=== TASK REQUIREMENTS ===
Copy word for word the lines starting at the one containing "Question. In the picture above, identify the elk ear" and ending at the one containing "203), (301, 213)]", both included.

=== Dataset items ===
□ □ □ □ □ □ □
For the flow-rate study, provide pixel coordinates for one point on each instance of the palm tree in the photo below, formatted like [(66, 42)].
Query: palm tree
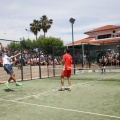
[(45, 23), (35, 27)]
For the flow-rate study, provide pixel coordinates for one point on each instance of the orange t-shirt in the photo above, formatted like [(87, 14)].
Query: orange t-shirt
[(67, 60)]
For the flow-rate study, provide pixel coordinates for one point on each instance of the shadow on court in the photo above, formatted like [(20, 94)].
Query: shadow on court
[(9, 90)]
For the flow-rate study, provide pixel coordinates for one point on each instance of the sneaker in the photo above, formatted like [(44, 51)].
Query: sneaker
[(7, 85), (19, 84), (69, 89), (61, 89)]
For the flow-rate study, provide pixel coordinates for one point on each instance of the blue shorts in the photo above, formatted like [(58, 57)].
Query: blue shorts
[(8, 68)]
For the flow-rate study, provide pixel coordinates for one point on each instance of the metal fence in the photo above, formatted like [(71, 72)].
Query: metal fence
[(45, 61)]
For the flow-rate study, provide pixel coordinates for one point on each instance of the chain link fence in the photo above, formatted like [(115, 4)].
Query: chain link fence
[(45, 61)]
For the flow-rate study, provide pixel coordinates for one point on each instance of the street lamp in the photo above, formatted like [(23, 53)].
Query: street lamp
[(28, 32), (72, 20)]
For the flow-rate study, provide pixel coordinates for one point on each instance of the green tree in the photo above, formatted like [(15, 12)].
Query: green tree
[(13, 46), (35, 27), (45, 23)]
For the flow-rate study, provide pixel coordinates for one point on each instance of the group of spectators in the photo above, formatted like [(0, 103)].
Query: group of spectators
[(32, 59)]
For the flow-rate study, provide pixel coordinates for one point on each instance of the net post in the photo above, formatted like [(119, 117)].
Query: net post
[(21, 61)]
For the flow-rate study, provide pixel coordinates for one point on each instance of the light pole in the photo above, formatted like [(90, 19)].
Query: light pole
[(28, 32), (72, 20)]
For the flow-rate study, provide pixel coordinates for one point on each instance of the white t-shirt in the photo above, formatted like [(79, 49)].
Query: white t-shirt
[(6, 59)]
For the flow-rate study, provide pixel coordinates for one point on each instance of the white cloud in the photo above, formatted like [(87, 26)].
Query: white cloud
[(16, 15)]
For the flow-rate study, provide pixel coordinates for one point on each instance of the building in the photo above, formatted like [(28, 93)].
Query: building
[(103, 41), (105, 34)]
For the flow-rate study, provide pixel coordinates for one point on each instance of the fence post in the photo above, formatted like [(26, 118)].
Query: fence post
[(21, 60), (82, 55), (39, 63), (119, 52), (53, 63), (30, 67), (89, 55)]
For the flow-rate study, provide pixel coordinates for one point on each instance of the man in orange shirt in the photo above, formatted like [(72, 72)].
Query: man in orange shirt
[(66, 72)]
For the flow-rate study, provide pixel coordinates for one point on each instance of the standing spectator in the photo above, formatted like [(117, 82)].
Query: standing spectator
[(103, 64), (66, 72), (7, 66)]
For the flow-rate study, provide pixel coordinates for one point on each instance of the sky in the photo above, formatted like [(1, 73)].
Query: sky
[(16, 15)]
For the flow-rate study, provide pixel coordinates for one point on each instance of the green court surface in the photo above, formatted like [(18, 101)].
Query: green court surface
[(94, 96)]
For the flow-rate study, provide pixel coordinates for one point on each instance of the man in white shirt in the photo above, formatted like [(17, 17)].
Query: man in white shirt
[(7, 66)]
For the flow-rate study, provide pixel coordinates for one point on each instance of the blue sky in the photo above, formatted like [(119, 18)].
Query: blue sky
[(16, 15)]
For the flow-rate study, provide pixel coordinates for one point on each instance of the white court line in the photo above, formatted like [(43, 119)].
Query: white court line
[(53, 90), (70, 110)]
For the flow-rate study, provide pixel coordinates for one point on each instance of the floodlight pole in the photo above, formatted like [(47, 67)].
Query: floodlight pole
[(72, 20), (28, 32)]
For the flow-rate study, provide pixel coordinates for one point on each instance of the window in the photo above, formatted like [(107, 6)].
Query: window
[(104, 36)]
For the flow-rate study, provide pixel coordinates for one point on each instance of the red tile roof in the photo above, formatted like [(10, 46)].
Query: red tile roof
[(107, 27), (107, 40), (85, 40)]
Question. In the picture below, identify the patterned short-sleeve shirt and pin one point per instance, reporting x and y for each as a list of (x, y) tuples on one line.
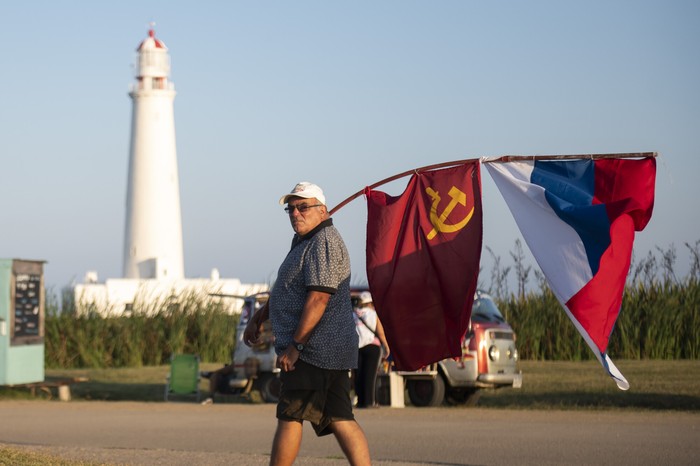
[(318, 261)]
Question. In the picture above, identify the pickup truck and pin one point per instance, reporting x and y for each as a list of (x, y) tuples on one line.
[(489, 360)]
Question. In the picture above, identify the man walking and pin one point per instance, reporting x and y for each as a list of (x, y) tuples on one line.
[(315, 338)]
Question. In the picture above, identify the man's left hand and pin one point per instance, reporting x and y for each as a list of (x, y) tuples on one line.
[(287, 359)]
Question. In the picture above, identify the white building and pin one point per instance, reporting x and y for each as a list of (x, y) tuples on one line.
[(153, 268)]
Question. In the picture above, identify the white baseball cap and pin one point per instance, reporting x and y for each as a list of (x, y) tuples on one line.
[(307, 191)]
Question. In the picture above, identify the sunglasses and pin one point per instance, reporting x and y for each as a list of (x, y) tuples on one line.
[(301, 208)]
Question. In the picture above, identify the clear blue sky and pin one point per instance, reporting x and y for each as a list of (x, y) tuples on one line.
[(342, 94)]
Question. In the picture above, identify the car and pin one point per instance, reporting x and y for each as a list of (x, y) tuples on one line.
[(489, 360)]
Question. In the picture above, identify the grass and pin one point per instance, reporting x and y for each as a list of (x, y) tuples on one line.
[(10, 456), (654, 385)]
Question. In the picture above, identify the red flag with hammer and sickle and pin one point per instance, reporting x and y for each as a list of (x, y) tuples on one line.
[(423, 252)]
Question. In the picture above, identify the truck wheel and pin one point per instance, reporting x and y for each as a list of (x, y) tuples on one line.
[(463, 396), (269, 387), (426, 392)]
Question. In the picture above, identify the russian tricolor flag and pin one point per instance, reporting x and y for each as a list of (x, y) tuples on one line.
[(578, 218)]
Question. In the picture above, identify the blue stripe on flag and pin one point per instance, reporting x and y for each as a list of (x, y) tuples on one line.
[(569, 188)]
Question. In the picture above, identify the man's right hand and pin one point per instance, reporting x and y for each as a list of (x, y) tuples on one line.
[(251, 335)]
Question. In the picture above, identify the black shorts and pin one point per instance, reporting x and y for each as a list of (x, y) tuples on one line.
[(320, 396)]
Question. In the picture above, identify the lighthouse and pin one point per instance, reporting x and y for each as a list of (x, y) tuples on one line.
[(153, 227), (153, 273)]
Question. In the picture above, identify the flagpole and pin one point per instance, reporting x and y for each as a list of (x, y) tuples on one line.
[(396, 177), (503, 158), (518, 158)]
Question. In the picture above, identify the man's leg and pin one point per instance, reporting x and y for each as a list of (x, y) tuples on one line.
[(285, 446), (352, 441)]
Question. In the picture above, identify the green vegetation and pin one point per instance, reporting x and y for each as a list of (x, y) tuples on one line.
[(10, 456), (146, 337), (654, 385), (660, 317)]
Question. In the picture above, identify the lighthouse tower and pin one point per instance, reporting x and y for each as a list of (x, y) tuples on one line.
[(153, 233)]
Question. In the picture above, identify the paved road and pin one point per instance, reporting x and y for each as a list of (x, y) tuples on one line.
[(191, 434)]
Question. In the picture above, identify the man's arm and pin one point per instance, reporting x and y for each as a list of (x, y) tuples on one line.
[(253, 328), (314, 307)]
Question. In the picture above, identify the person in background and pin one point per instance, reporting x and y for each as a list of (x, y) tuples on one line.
[(372, 348), (315, 338)]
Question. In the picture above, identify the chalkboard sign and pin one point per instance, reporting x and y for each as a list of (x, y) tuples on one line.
[(28, 307)]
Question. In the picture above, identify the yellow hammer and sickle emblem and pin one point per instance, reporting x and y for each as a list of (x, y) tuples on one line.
[(438, 221)]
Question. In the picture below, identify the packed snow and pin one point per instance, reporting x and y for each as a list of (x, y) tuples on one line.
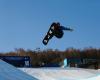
[(62, 73), (8, 72)]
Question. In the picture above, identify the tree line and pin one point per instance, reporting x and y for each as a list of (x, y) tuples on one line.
[(40, 57)]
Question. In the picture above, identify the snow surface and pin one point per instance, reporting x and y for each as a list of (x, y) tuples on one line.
[(63, 73), (8, 72)]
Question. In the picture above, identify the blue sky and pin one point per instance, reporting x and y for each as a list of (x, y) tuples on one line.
[(24, 23)]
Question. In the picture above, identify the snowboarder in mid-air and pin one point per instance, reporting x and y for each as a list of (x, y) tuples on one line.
[(55, 30)]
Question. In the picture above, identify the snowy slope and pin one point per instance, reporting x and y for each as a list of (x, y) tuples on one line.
[(8, 72), (62, 74)]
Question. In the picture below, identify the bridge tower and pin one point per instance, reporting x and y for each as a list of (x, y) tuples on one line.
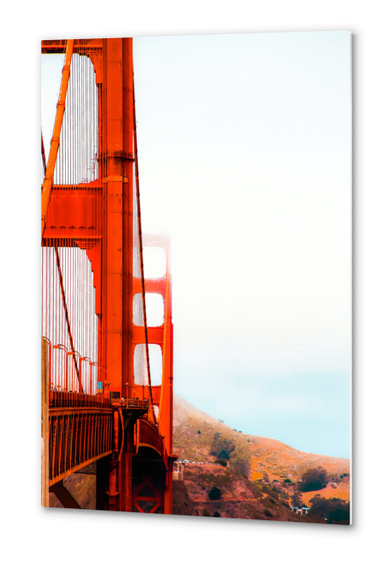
[(102, 217)]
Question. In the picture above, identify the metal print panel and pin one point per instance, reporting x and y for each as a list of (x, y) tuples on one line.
[(196, 275)]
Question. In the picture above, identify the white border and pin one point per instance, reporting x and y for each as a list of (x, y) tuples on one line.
[(28, 530)]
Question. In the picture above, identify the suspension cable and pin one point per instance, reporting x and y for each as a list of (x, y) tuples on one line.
[(141, 251)]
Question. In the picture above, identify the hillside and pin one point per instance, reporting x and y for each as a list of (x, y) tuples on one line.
[(258, 477)]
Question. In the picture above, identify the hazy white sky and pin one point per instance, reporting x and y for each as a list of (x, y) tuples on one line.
[(245, 160)]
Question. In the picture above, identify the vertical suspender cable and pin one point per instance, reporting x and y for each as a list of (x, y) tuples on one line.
[(48, 180), (141, 251)]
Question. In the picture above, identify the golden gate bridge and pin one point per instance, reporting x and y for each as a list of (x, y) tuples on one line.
[(98, 401)]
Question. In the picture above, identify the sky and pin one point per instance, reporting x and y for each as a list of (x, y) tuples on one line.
[(245, 161)]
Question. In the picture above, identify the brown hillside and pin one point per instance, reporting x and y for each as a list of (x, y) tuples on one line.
[(261, 460)]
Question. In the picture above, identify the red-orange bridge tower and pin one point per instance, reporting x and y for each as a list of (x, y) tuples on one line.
[(98, 401)]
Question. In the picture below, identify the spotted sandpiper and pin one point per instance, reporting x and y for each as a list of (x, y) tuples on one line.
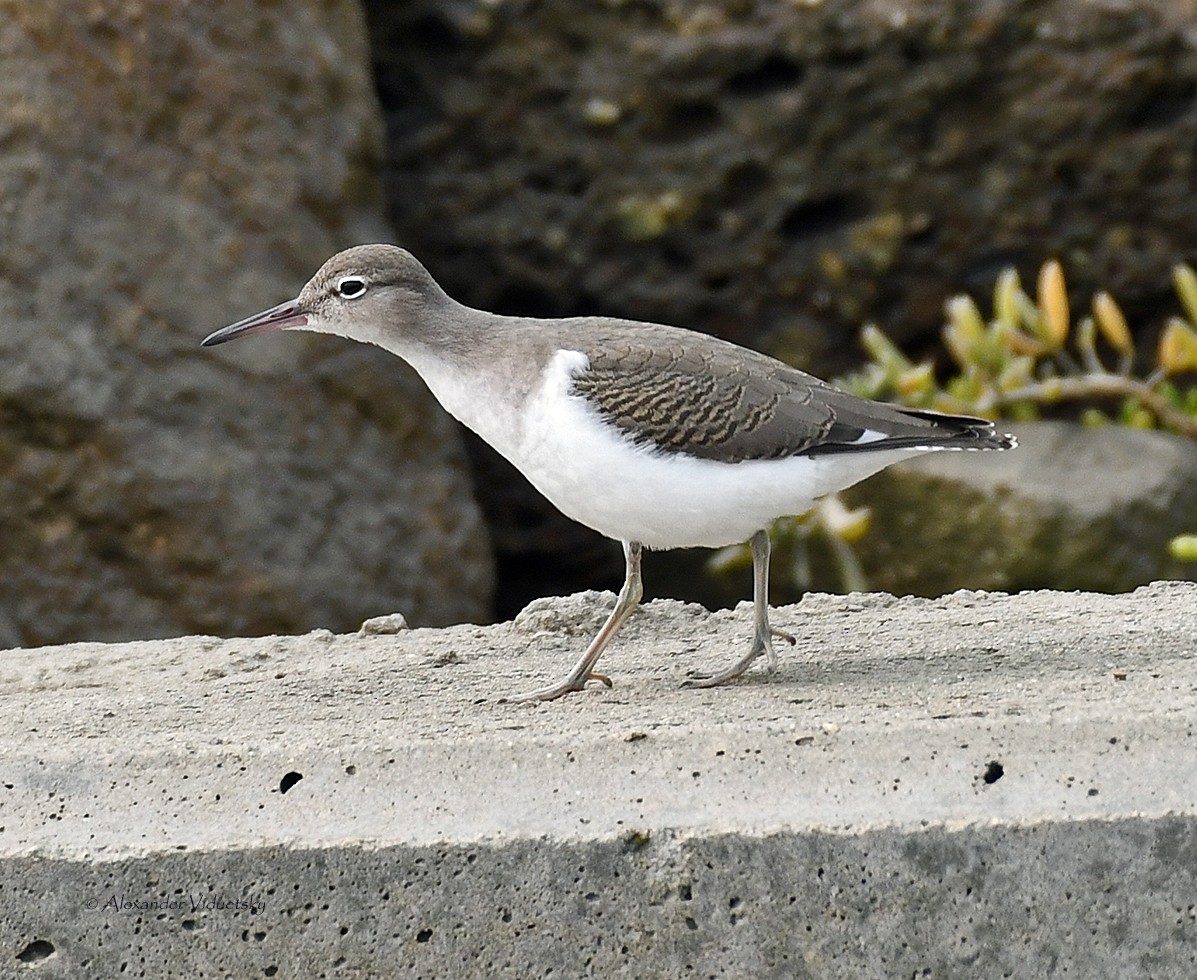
[(654, 436)]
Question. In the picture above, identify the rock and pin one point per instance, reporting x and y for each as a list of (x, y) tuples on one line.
[(778, 174), (383, 626), (1071, 509), (784, 171), (164, 171)]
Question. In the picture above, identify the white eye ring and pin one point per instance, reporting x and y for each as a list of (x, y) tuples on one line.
[(351, 287)]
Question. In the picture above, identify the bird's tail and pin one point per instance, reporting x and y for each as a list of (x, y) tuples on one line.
[(959, 431)]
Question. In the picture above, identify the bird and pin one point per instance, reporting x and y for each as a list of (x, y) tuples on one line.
[(655, 436)]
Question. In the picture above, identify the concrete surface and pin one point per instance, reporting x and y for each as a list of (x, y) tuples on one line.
[(972, 786)]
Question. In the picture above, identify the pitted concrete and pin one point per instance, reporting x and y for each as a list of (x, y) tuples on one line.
[(979, 785)]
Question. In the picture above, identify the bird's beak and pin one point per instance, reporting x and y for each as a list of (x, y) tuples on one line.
[(275, 318)]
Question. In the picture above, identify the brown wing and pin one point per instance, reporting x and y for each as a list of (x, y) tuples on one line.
[(687, 393)]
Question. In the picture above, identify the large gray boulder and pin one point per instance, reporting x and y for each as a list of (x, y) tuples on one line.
[(165, 169), (778, 172), (1071, 509)]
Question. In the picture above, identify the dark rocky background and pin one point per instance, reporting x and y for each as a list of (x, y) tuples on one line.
[(777, 174), (773, 172)]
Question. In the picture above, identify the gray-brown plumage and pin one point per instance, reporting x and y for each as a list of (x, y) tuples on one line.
[(650, 434), (687, 393)]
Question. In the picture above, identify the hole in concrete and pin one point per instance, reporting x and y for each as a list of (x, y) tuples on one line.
[(777, 72), (35, 951)]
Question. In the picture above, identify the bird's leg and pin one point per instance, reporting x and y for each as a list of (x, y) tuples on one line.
[(763, 633), (629, 598)]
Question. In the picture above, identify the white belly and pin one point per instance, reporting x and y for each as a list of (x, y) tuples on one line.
[(595, 475)]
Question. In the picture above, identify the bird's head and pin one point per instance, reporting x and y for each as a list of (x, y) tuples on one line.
[(365, 293)]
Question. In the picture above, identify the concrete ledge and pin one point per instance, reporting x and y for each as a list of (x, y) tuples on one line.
[(978, 785)]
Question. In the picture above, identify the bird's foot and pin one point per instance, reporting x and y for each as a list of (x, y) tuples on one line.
[(561, 688), (760, 644), (724, 676)]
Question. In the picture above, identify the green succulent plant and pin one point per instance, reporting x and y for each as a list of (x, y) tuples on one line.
[(1028, 359)]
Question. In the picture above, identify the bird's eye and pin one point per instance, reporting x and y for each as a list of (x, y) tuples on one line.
[(351, 287)]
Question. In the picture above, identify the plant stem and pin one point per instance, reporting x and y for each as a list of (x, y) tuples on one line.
[(1097, 385)]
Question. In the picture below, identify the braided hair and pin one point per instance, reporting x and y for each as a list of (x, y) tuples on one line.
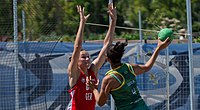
[(115, 52)]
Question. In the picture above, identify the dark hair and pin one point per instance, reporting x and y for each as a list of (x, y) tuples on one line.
[(115, 52)]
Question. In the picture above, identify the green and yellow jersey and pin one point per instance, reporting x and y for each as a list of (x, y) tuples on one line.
[(127, 96)]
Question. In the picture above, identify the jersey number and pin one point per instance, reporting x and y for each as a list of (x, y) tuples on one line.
[(88, 96)]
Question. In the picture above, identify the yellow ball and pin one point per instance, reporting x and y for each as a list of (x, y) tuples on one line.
[(165, 33)]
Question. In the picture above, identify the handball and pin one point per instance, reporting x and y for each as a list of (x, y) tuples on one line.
[(165, 33)]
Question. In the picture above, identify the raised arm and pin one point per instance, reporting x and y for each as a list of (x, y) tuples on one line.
[(139, 69), (98, 62), (73, 71)]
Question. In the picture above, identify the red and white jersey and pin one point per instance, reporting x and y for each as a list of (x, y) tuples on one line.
[(82, 98)]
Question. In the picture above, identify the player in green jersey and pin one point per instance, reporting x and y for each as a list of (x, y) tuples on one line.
[(121, 82)]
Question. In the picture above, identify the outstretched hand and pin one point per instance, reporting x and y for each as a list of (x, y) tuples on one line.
[(81, 10), (163, 44), (91, 84), (112, 11)]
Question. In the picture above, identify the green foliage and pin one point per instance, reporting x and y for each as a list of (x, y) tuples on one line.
[(43, 17)]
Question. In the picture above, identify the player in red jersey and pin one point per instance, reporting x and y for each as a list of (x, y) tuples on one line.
[(80, 66)]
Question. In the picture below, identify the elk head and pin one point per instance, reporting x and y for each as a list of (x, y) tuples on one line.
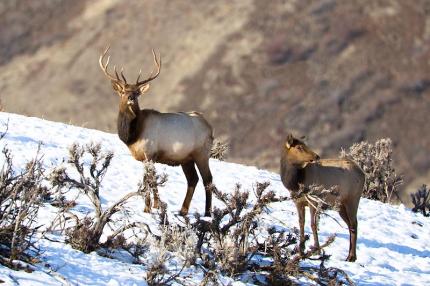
[(128, 92), (297, 153)]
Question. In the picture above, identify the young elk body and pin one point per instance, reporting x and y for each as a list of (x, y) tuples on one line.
[(183, 138), (300, 165)]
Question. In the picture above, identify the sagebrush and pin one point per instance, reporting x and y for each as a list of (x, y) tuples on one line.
[(376, 160)]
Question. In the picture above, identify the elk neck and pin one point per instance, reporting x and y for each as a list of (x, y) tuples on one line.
[(291, 175), (129, 123)]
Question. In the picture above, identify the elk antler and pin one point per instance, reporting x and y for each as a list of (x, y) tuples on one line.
[(151, 77), (104, 67)]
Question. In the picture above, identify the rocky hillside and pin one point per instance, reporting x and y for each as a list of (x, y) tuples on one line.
[(335, 71)]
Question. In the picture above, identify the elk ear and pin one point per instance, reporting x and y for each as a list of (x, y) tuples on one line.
[(289, 141), (116, 86), (143, 88)]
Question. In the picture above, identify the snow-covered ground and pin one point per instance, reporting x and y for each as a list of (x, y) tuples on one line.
[(393, 243)]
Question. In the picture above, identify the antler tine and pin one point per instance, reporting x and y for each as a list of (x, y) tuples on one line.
[(138, 77), (104, 67), (151, 77), (116, 73), (122, 74)]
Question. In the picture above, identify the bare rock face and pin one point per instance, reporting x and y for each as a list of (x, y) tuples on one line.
[(335, 71)]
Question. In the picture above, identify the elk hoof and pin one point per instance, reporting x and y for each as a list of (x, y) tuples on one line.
[(316, 249), (183, 212)]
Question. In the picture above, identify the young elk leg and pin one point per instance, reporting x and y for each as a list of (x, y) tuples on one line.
[(205, 172), (352, 227), (192, 180), (314, 226), (301, 212), (156, 199)]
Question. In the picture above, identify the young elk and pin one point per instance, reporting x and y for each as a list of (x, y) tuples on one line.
[(183, 138), (300, 165)]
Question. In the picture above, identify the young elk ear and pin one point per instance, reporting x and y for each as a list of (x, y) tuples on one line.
[(289, 141), (143, 88)]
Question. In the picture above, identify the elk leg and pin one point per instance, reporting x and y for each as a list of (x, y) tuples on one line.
[(352, 256), (156, 199), (352, 227), (192, 180), (314, 226), (206, 174), (147, 203), (301, 213)]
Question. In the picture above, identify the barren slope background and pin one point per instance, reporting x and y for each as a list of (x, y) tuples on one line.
[(335, 71)]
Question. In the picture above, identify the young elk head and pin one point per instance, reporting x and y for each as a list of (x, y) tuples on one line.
[(128, 92), (297, 153)]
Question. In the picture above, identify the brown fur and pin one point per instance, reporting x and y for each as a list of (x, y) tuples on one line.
[(169, 138), (300, 165)]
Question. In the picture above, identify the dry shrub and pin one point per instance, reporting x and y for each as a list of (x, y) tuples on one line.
[(21, 196), (149, 185), (177, 244), (85, 234), (421, 200), (233, 243), (219, 150), (377, 163)]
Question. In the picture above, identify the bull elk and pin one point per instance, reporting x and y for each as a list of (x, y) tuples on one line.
[(300, 165), (183, 138)]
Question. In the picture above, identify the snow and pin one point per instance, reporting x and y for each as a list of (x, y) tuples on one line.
[(387, 252)]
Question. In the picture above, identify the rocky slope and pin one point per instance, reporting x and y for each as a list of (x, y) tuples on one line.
[(335, 71)]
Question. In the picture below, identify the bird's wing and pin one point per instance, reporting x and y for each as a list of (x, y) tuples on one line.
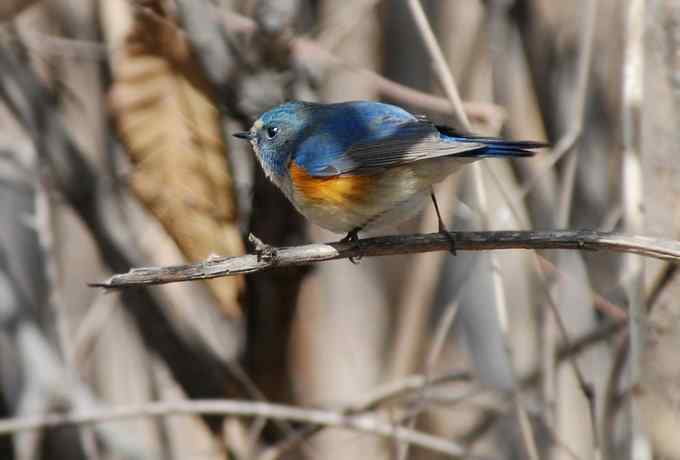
[(406, 143), (367, 137)]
□ □ □ □ □ □ □
=== THE REPLY ===
Question. In the picture above, identify the elk ear and pin one point per instance, reporting x and y for each as a list of (x, y) tuples on one line.
[(289, 141), (116, 86), (143, 88)]
Question. In the picture above, identify the snow-covered ground and pin one point per instance, reporting x and y for each as a list of (x, y) tuples on one line.
[(393, 243)]
Question. In the picture above, identify the antler tine and pin one point per instance, reporting x and y for each as a list of (x, y) tuples on one line.
[(138, 77), (104, 67), (151, 77), (116, 73), (122, 74)]
Question. In the picture above, identify the bare rock face and pin one point per instance, reporting x and y for each as a list of (x, y) tuples on one line.
[(335, 71)]
Question. In the picture above, identify the elk hoof and pin one point per instance, reporting x and y for each as a list of (x, y) tuples on one line.
[(316, 249), (183, 212)]
Question. In the picture above, identify the young elk leg and pin one point per instance, reporting x and y for each as a list of (x, y) tuples on one line.
[(205, 172), (352, 227), (192, 180), (314, 226), (301, 212), (156, 199)]
Question. In the picture above, identify the young elk and pin one point per instance, reporting x and y for each as a list of (x, y) tuples on one line.
[(183, 138), (300, 165)]
Question. In the picture above, identify the young elk ear and pin one point per instance, reporting x and y for each as a list of (x, y) tuples on one line.
[(289, 141), (143, 88)]
Question. In the picture above, identify the elk leg and pin one point per instance, reporting x and y for each as a list of (x, y) tuples on one line.
[(352, 256), (156, 199), (352, 227), (192, 180), (314, 226), (206, 174), (147, 203), (301, 213)]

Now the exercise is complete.